Task to carry out:
Each line of the data below that contains "sleeve" must be copied.

•••••

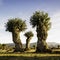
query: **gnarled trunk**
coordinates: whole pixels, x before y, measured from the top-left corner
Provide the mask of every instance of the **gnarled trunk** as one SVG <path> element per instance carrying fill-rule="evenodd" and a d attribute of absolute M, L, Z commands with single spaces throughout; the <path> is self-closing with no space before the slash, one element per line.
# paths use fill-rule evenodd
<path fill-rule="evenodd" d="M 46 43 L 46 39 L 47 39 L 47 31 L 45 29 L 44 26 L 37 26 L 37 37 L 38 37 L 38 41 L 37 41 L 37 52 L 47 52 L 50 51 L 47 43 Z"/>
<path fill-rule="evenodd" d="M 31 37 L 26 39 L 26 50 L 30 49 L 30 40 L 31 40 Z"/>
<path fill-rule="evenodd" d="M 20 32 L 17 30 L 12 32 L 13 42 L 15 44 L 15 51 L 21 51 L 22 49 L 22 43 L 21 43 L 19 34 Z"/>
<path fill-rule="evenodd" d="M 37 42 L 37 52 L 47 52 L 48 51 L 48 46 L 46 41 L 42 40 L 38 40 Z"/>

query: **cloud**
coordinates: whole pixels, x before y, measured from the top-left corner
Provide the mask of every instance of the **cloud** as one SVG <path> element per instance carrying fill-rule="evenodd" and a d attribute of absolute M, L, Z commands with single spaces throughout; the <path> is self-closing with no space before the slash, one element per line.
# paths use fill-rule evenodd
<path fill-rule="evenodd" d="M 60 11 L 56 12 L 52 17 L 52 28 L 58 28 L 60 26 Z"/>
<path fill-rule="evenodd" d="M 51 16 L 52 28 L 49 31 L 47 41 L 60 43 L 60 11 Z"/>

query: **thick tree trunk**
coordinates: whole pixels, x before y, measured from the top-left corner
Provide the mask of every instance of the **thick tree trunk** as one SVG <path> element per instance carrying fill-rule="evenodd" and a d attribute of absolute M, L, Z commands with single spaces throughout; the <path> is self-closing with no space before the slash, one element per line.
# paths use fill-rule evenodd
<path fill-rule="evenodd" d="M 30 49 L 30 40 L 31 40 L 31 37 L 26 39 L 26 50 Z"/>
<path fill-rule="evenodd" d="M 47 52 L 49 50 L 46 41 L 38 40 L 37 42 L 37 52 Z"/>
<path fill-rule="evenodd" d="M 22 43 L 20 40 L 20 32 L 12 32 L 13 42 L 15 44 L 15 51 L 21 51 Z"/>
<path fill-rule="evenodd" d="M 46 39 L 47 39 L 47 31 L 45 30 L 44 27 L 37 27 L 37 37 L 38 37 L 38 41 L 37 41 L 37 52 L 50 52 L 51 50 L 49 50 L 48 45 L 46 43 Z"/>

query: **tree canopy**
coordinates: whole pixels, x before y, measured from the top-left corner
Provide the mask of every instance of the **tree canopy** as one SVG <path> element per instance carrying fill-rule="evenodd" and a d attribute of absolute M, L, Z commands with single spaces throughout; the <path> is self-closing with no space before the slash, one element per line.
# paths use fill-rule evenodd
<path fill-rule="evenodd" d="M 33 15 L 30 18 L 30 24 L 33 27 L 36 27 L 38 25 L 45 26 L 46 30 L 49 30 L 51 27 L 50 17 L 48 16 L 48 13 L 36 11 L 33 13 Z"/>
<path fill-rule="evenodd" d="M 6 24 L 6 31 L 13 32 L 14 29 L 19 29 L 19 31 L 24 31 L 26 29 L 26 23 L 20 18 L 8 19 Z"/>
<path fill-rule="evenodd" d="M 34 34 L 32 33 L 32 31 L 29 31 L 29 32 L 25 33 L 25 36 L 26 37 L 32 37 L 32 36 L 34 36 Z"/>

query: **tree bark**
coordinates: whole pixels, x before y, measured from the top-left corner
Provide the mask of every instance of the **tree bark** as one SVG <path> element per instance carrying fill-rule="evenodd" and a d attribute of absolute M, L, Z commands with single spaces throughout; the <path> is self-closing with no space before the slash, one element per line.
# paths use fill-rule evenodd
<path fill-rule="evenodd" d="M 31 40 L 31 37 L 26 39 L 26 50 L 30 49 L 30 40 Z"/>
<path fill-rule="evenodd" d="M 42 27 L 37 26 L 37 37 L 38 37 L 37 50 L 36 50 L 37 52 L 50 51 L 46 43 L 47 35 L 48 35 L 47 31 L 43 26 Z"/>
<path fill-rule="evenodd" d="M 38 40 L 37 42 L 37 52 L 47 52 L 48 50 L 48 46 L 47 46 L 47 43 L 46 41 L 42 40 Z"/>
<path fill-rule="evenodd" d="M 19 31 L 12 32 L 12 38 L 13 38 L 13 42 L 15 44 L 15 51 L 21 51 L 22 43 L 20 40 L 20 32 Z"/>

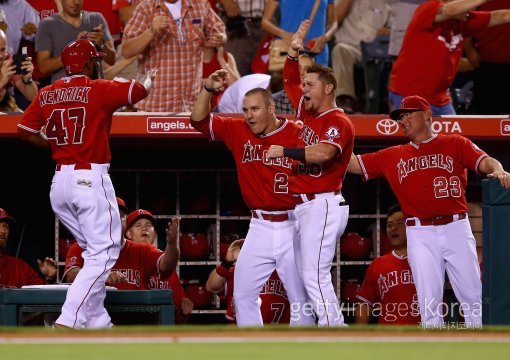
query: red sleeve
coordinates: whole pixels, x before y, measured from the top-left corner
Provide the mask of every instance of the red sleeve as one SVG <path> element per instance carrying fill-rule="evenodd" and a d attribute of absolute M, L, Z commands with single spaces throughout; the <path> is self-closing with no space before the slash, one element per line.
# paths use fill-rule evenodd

•••••

Answer space:
query: red sleeve
Provide the mask of every instance of the red sleeve as one SVG <path> element per instance carrying fill-rule="evenodd" and a d attribute of absolute M, L, Z commands with single spaces throughout; the <path> is self-closing with no space before the slash, one element per line.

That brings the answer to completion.